Given problem:
Copy every one of the records below word for word, keeping each line unchanged and in its original order.

------

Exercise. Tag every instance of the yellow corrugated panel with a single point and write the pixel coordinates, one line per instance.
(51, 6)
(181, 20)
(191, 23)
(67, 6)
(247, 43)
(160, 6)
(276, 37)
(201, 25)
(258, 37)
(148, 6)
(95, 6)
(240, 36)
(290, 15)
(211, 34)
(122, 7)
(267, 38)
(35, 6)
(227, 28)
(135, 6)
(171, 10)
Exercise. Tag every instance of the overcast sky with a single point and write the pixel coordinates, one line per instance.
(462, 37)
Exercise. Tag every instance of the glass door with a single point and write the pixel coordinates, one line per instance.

------

The output:
Exercise. Tag every instance of the yellow corrugated panel with a single point and write the pixel coordinates, one line per instance.
(51, 6)
(181, 20)
(191, 23)
(67, 6)
(247, 43)
(160, 6)
(276, 37)
(201, 25)
(258, 37)
(148, 6)
(95, 6)
(240, 36)
(290, 15)
(211, 34)
(122, 7)
(267, 38)
(35, 6)
(227, 28)
(135, 6)
(171, 10)
Exercise. Tag every instance of the overcast sky with a single point and write the pixel coordinates, one line per instance.
(462, 37)
Exercise. Tag every instance of the glass door with a single point and write the pixel coordinates, one line per instance.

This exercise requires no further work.